**DOCUMENT EXTRACT**.
Number two is a little more harder to answer. It is complicated, at least to myself.

The answer lies is whether or not viruses are considered living. After all are not pests consider living creatures?

Some consider viruses a living creatures:

The origins of viruses are unclear: some may have evolved from plasmids, others from bacteria. Viruses are sometimes considered to be a life form, because they carry genetic material, reproduce and evolve through natural selection. - Viruses

However not all are in agreement on this issue:

Are viruses alive?

It's complicated.

The National Human Genome Research Institute describes viruses as existing "near the boundary between the living and the nonliving."

That's because viruses can't function without interacting with a living cell. On their own, they're also essentially inert – unable to move – as a 2017 study notes.

“By themselves, they can’t do anything. They need a host cell to replicate,” virologist Paulo Verardi told USA TODAY. Verardi works on vaccine development and is a University of Connecticut professor.

He suggested thinking of them like a parasite: an organism that survives by harming another species.

But definitively answering whether a virus is alive may be more of a philosophy question than one strictly for science, Verardi said. - A coronavirus pandemic is sweeping the world, but what exactly is a virus? Is it alive?

Thus we are drawn to the teaching of St. Thomas Aquinas on the subject of life.

If the Coronavirus is considered a living creature within Catholic thought then yes, any priest with the proper ecclesiastical permission could in fact say this prayer, otherwise it is nor all all permitted.

Here is what St. Thomas says on whether all things are life in God?

Creatures are said to be in God in a twofold sense. In one way, so far are they are held together and preserved by the divine power; even as we say that things that are in our power are in us. And creatures are thus said to be in God, even as they exist in their own natures. In this sense we must understand the words of the Apostle when he says, "In Him we live, move, and be"; since our being, living, and moving are themselves caused by God. In another sense things are said to be in God, as in Him who knows them, in which sense they are in God through their proper ideas, which in God are not distinct from the divine essence. Hence things as they are in God are the divine essence. And since the divine essence is life and not movement, it follows that things existing in God in this manner are not movement, but life.

**CHECK YOUR UNDERSTANDING**.
**a)** Set down the part of the piece on whether viruses are alive from "The origins of" up to and including "of Connecticut professor.", word for word.
**b)** Summarize the piece on whether viruses are alive in two sentences.
**c)** Continue the piece on whether viruses are alive from the point where it ends.

**STORED DATA**.
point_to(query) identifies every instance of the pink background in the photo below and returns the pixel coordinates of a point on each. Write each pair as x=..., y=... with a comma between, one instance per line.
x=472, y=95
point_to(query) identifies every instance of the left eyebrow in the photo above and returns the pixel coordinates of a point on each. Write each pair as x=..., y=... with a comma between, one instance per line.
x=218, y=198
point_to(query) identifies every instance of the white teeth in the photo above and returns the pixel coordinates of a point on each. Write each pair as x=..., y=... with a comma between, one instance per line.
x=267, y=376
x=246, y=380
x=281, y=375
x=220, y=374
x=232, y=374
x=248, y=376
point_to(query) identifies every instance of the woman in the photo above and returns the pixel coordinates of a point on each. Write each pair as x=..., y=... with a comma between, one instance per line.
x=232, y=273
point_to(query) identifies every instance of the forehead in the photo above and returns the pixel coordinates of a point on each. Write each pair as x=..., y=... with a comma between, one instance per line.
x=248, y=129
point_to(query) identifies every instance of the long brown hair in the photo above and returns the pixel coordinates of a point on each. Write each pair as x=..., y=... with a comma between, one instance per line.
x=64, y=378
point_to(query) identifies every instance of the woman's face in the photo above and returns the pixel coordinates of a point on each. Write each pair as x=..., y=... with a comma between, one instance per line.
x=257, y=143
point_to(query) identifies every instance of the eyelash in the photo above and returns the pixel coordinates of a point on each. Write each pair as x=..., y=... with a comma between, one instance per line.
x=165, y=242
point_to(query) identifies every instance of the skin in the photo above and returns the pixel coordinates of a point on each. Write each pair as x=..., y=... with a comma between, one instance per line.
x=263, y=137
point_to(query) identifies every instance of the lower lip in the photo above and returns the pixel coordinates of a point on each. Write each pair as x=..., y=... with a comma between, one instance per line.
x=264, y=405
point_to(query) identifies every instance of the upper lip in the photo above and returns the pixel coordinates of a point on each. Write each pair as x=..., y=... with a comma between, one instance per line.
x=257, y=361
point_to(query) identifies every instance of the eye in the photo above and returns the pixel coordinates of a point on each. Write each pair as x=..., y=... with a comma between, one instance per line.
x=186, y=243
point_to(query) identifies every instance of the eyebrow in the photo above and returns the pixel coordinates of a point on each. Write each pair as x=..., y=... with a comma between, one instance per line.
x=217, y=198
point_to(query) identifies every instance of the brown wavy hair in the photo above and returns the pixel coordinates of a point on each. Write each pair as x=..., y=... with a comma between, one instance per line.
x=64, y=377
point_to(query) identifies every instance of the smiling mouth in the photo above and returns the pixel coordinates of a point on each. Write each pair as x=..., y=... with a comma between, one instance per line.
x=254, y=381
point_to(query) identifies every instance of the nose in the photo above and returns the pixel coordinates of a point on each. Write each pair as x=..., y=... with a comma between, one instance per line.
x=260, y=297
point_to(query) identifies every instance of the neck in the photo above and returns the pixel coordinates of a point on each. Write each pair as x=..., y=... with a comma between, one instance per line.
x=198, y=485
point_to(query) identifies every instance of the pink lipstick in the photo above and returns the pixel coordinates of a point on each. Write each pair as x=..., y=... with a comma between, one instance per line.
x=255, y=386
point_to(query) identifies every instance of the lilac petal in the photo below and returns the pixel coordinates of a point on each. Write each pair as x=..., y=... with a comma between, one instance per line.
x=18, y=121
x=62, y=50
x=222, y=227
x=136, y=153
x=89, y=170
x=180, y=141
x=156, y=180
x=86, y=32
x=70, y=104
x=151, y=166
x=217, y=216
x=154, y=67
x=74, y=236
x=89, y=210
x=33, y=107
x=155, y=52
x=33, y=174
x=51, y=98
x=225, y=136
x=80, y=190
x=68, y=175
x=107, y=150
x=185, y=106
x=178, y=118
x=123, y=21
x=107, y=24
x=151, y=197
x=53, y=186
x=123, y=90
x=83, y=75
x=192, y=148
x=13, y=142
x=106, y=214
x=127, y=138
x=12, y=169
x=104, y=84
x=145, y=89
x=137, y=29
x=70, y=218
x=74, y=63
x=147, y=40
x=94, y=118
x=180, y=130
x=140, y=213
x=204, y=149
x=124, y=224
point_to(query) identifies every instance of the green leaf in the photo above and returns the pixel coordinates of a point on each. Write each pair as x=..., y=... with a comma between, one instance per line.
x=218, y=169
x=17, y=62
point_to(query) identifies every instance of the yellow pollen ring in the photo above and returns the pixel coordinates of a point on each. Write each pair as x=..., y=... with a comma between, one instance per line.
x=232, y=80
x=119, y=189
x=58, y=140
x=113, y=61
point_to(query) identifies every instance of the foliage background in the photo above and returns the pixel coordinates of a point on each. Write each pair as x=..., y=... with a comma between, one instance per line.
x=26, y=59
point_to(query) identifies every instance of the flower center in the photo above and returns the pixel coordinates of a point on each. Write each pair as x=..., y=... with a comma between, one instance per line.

**ANSWERS FOR THE TASKS**.
**a)**
The origins of viruses are unclear: some may have evolved from plasmids, others from bacteria. Viruses are sometimes considered to be a life form, because they carry genetic material, reproduce and evolve through natural selection. - Viruses

However not all are in agreement on this issue:

Are viruses alive?

It's complicated.

The National Human Genome Research Institute describes viruses as existing "near the boundary between the living and the nonliving."

That's because viruses can't function without interacting with a living cell. On their own, they're also essentially inert – unable to move – as a 2017 study notes.

“By themselves, they can’t do anything. They need a host cell to replicate,” virologist Paulo Verardi told USA TODAY. Verardi works on vaccine development and is a University of Connecticut professor.

**b)** Some regard viruses as a life form because they carry genetic material, reproduce and evolve through natural selection, while others place them near the boundary between the living and the nonliving because they cannot function or replicate without a host cell. The piece then turns to St. Thomas Aquinas on life, quoting his account of the two senses in which creatures are said to be in God.

**c)**
Viruses are amongst the smallest things known to man. They are smaller than bacteria. The simple fact that they can multiply, presumes life. Non living creatures can not multiply. A rock can not engender another rock, but viruses do multiply and sometimes at an alarming rate, as in the case of the Covid-19 virus.

Thus it is reasonable to conclude that the coronavirus is in fact a pest and that in conclusion it constitutes valid matter to be exorcised from the human race.

Modern times ask for modern cures such as medication and vaccines. In the mean time, these prayers from the Rituale Romanun could only offer more hope to the People of God. Simply knowing that some priests are employing these ancient prayers is a source of consolation. These liturgical prayers can not do us any harm. After all miracles can still happen. God’s ways are not man’s way!


The exorcism prayer begins (Roman Ritual vol. 3 p. 164, PDF p. 1272):

Exorcízo vos pestíferos (-as) mures (vel locustas, vel bruehos, vel vermes, vel alia animalia), per Deum ✠ Patrem omnipoténtem
I exorcize you pestiferous mice (or locusts, or grasshoppers, or worms, or any other animal), through God ✠ the Father Almighty…

The English (bottom of page here) translates this (sans the parenthetical remarks): "I cast out you noxious vermin, by God ✠ the Father almighty…"

Thus, I suppose it would be a question of whether a virus is an animal, as to whether this prayer is applicable to viruses.

The prayers from the Votive Mass for the Deliverance from Death in Time of Pestilence (a.k.a., "Mass on Occasions of Public Plague" or Missa pro vitanda mortalitate, vel tempore pestilentiæ) have been permitted to be said during the COVID-19 plague.